Dataset entries about object locations
• • • •

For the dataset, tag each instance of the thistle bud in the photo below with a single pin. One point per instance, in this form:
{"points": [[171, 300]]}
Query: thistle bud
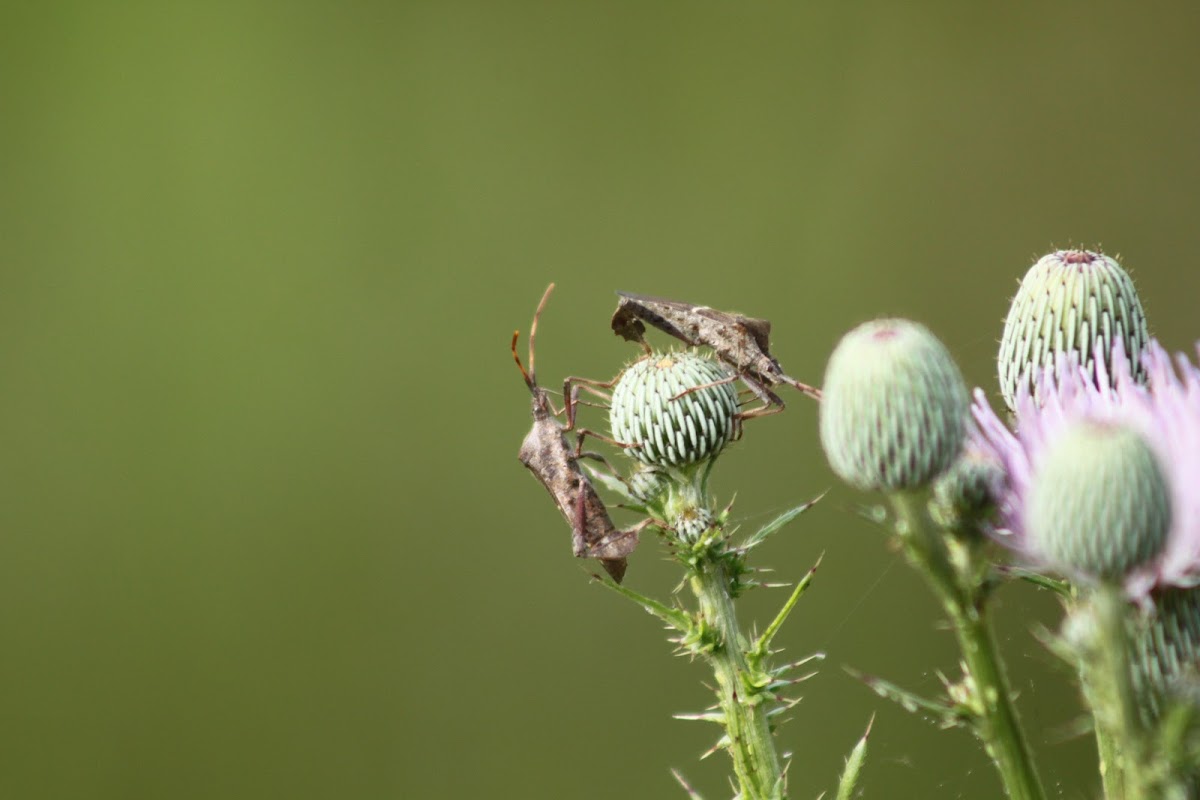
{"points": [[894, 407], [1098, 505], [693, 522], [672, 410], [1071, 302], [967, 491], [1167, 650]]}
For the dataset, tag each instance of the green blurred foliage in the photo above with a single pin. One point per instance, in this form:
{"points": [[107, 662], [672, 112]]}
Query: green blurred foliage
{"points": [[264, 533]]}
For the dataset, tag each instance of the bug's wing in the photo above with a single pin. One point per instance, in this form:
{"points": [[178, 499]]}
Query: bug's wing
{"points": [[759, 330]]}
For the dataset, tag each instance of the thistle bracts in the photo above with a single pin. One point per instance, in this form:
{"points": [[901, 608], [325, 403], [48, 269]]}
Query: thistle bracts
{"points": [[893, 419], [1071, 302], [894, 409]]}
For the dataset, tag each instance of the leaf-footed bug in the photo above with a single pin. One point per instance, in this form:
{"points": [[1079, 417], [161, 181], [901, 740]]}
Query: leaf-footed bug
{"points": [[739, 342], [552, 461]]}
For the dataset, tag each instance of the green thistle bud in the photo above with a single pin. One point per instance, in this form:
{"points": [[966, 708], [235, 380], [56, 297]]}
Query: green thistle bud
{"points": [[693, 523], [1069, 302], [1167, 651], [666, 426], [1098, 504], [894, 409], [966, 492]]}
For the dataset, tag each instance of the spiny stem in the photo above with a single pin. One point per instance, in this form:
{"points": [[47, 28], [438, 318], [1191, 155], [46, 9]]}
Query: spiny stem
{"points": [[961, 596], [750, 743]]}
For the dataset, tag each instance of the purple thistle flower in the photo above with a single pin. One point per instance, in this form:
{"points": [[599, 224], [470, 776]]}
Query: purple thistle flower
{"points": [[1165, 411]]}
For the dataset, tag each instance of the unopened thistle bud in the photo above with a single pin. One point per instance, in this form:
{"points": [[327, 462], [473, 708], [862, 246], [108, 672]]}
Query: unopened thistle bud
{"points": [[1071, 302], [672, 410], [967, 491], [894, 409], [1167, 651], [1098, 505]]}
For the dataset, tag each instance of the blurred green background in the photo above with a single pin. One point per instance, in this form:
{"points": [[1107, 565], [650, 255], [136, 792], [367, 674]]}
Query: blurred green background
{"points": [[263, 531]]}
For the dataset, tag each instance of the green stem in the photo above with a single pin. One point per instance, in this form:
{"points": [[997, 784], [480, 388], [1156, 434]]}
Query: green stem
{"points": [[960, 594], [1119, 720], [750, 743], [1111, 773]]}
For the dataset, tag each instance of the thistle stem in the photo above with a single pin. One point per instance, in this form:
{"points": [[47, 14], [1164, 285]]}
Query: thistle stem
{"points": [[1120, 727], [750, 743], [960, 594]]}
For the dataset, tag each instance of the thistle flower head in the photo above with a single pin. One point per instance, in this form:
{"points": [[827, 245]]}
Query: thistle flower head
{"points": [[672, 410], [1164, 413], [894, 407], [1099, 506], [1072, 301]]}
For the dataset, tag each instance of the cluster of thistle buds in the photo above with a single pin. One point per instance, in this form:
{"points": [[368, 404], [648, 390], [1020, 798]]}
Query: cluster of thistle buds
{"points": [[1089, 483]]}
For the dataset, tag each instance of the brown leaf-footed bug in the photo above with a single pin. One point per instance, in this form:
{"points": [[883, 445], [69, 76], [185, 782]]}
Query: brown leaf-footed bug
{"points": [[739, 342], [552, 461]]}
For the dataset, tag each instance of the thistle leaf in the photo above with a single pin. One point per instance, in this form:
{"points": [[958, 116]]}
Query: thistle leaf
{"points": [[775, 524], [948, 715], [761, 647], [673, 617], [853, 765]]}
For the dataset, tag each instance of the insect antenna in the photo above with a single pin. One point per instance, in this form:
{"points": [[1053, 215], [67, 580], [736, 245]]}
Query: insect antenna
{"points": [[531, 376]]}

• • • •

= PROBLEM TO WORK ON =
Reproduce every one of the entries above with "single pin" replaced by "single marker" wherever it occurs, leaving all other text unchanged. Omit the pictures from your answer.

= WORKED ANSWER =
For the dataset, tag each instance of the thistle bud in the photo below with a single marker. One point per instance, in this form:
{"points": [[171, 300]]}
Query: thistle bud
{"points": [[894, 407], [1098, 505], [693, 522], [672, 410], [1071, 302], [967, 491], [1167, 650]]}
For the dataset, tag each instance of the green blurred foliage in the photo above with a single marker. One point per instance, in this form:
{"points": [[107, 662], [672, 112]]}
Query: green blurred foliage
{"points": [[264, 533]]}
For the dataset, tag each instance of the bug's wing in the photo above with a single marker. One point per instance, in this form:
{"points": [[178, 499]]}
Query: bug's wing
{"points": [[759, 330]]}
For the dataset, tag each instance of the thistle bracts in the photo above with a single marker. One point per instance, in this form:
{"points": [[901, 608], [325, 403], [48, 269]]}
Query: thistle bracts
{"points": [[893, 419], [1071, 302], [894, 409]]}
For the dataset, tag each instance of the leaf-footed bug in the photo above with a single marker. One point per instance, in this form:
{"points": [[1079, 417], [161, 181], [901, 740]]}
Query: leaf-footed bug
{"points": [[739, 342], [552, 461]]}
For the dataset, tag each instance of the green thistle bud in the photo above with a single marker. One point per instance, in this form:
{"points": [[966, 708], [235, 380], [56, 297]]}
Query: green thistle bud
{"points": [[693, 523], [1069, 302], [1167, 651], [666, 426], [1098, 504], [894, 409], [966, 492]]}
For the dataset, tag each instance of the spiny stem in the photo above with a single marker. One point per instance, in this form:
{"points": [[47, 28], [438, 318], [1191, 155], [46, 9]]}
Query: spiny stem
{"points": [[961, 596], [750, 743]]}
For the dataset, tag each instance of the purple thistle flower in the photo above with a single marker. One point per instance, in this form:
{"points": [[599, 224], [470, 776]]}
Query: purple thistle flower
{"points": [[1165, 411]]}
For the dataset, tag each instance of the unopened thistle bud in the photo above with a single marker. One point per instance, in this form:
{"points": [[327, 462], [473, 708], [862, 246], [108, 672]]}
Query: unopened thistle bud
{"points": [[1071, 302], [672, 410], [967, 491], [894, 409], [1167, 651], [1098, 505]]}
For the dataset, tag each instance of the blurred green background in the photo above with a single marker. One point per instance, in this form:
{"points": [[1107, 565], [650, 255], [136, 792], [367, 674]]}
Query: blurred green background
{"points": [[263, 531]]}
For the dataset, tag each instance of the green stem in the photo above with a single marker. One point per instance, in this form:
{"points": [[997, 784], [480, 388], [1156, 434]]}
Query: green stem
{"points": [[960, 594], [1119, 720], [750, 743], [1111, 773]]}
For the dataset, tag each instance of the thistle stem in the photo above with a single marker. One point per instance, in this form:
{"points": [[47, 14], [1164, 285]]}
Query: thistle stem
{"points": [[1120, 727], [750, 743], [960, 594]]}
For the dataset, tag each instance of the thistle flower head in the photo above with a single marker. One point per instance, in this form:
{"points": [[827, 245]]}
Query: thistle flower head
{"points": [[672, 410], [1164, 413], [894, 407], [1099, 506], [1072, 301]]}
For the dataset, tag each instance of the cluster of thistle buds in the photo above with a single marker. One point per instance, in this form:
{"points": [[368, 404], [648, 390], [1020, 798]]}
Query: cluster of thistle buds
{"points": [[1089, 483]]}
For the dataset, tag each instance of the brown leaf-footed bug in the photo above with a single marker. One point per instance, in this form:
{"points": [[883, 445], [69, 76], [185, 782]]}
Query: brown leaf-footed bug
{"points": [[739, 342], [552, 461]]}
For the dataset, tag each instance of the thistle leaf in the photo above with a single marker. One point per instance, in this form:
{"points": [[958, 116]]}
Query: thistle leaf
{"points": [[775, 524], [948, 715], [761, 647], [673, 617], [853, 765]]}
For the dataset, tag each instance of the insect antenna in the photo above with a single marker. One point per instance, in this form:
{"points": [[1053, 215], [67, 580], [736, 245]]}
Query: insect antenna
{"points": [[531, 376]]}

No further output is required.